══ DATA LINES

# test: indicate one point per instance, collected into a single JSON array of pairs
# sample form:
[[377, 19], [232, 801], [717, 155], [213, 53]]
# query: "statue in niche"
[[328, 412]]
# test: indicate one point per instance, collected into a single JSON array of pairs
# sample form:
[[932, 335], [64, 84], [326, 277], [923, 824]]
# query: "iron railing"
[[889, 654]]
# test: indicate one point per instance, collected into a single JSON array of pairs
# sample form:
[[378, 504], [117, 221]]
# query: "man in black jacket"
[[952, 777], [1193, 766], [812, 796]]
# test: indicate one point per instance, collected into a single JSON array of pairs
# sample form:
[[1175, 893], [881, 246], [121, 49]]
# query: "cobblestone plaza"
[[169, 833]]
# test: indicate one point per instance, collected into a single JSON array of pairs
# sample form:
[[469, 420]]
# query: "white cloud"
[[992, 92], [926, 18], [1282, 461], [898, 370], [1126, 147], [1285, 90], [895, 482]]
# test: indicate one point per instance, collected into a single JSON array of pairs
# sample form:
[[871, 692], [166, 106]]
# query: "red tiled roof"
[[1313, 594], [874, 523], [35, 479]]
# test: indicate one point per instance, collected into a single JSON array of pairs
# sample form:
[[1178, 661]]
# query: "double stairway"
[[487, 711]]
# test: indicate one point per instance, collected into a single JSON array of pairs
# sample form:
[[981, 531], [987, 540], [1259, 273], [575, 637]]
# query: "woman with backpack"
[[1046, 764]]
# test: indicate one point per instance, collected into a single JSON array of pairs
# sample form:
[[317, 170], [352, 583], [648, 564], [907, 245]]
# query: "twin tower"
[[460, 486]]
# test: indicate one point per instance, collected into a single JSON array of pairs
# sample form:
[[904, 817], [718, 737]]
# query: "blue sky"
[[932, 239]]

════

# AIM OF THE TASK
Return, word for word, the stretch of items above from the very first line through the line containing "[[952, 777], [1193, 766], [812, 796]]", with both of those lines included.

# CORRECT ANSWER
# test: indicate one point per instance, collected into a single JSON array of pairs
# sample form:
[[377, 19], [232, 801], [717, 155], [213, 53]]
# query: "statue in niche"
[[328, 412]]
# test: indicate one point per instance, collected into a single JSON array of pairs
# sample form:
[[932, 335], [64, 84], [326, 277], [923, 824]]
# query: "iron railing"
[[889, 654]]
# test: indicate one point per instance, collected into a single JSON array of pairs
# sample form:
[[378, 504], [117, 221]]
# query: "man in black jacket"
[[952, 777], [1193, 766], [812, 796]]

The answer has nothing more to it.